## INSTRUCTIONS FOR THE TASK:
Pull out every line below that contains the string "stem" and copy each one in full.

'''

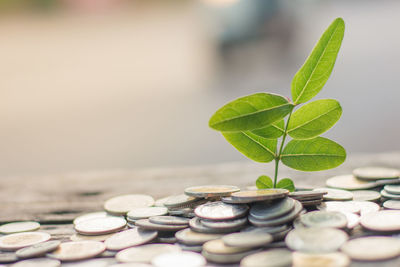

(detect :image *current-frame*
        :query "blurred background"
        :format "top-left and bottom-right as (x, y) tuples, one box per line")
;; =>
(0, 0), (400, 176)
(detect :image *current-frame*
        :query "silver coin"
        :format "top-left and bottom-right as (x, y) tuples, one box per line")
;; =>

'''
'''

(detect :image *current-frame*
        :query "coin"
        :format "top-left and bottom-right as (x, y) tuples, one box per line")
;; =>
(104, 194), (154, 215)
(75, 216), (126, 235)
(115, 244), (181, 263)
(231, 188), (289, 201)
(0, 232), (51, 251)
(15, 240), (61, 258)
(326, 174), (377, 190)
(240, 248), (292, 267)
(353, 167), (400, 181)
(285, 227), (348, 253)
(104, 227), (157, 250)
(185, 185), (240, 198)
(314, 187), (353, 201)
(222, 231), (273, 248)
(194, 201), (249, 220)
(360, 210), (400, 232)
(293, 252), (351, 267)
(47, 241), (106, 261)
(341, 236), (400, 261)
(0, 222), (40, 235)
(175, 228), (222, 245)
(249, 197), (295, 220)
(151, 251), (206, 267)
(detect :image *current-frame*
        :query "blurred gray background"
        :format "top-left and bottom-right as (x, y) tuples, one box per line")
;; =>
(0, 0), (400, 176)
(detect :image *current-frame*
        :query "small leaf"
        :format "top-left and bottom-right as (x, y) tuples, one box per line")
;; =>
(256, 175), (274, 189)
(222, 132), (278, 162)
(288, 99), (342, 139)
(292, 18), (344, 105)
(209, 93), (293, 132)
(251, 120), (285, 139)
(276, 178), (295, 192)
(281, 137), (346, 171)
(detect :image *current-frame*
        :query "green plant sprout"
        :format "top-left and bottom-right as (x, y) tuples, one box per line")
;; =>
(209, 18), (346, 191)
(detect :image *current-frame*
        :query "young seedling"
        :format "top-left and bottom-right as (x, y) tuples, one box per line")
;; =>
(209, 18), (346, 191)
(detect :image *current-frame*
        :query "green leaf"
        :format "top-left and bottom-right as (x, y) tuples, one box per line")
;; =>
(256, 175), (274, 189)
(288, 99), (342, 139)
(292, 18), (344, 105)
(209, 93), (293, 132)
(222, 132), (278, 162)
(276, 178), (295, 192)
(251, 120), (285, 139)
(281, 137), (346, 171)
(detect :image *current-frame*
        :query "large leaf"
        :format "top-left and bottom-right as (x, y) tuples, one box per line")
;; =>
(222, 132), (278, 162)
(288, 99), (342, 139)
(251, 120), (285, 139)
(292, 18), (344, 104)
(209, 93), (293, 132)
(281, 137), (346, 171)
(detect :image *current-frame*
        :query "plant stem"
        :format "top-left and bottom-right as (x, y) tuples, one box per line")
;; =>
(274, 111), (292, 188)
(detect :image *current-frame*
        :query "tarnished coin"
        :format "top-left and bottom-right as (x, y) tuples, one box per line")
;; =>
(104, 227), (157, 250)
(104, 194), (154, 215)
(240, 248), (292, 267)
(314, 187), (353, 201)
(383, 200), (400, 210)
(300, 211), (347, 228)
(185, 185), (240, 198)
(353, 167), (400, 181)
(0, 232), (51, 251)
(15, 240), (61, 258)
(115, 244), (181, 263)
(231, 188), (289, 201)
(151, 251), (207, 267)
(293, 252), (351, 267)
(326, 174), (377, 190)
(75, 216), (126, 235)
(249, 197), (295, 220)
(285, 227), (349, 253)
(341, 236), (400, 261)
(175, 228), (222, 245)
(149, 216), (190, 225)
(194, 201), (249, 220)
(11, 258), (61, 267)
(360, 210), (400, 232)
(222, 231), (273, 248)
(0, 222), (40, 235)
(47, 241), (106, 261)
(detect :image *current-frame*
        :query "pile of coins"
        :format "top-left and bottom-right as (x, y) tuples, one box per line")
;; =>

'''
'''

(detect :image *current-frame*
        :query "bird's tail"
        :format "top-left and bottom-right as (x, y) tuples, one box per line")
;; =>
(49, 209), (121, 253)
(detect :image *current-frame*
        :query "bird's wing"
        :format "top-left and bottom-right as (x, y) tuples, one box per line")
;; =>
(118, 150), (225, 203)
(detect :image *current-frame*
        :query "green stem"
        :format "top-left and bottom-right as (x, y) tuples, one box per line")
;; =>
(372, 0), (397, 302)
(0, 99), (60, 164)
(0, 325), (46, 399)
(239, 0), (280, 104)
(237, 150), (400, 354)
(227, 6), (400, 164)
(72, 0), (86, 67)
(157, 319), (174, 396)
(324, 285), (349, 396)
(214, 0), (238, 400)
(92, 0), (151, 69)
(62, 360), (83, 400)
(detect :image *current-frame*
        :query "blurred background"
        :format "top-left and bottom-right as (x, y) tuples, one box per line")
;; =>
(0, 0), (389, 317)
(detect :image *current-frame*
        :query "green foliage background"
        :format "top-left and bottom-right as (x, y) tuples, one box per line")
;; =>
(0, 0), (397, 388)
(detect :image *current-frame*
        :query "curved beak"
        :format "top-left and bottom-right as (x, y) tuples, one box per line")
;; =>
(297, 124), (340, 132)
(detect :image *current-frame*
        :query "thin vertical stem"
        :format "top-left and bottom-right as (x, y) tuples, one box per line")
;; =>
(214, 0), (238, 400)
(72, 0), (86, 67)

'''

## TASK SOLUTION:
        :query "plant stem"
        :query "green stem"
        :query "thin vertical stem"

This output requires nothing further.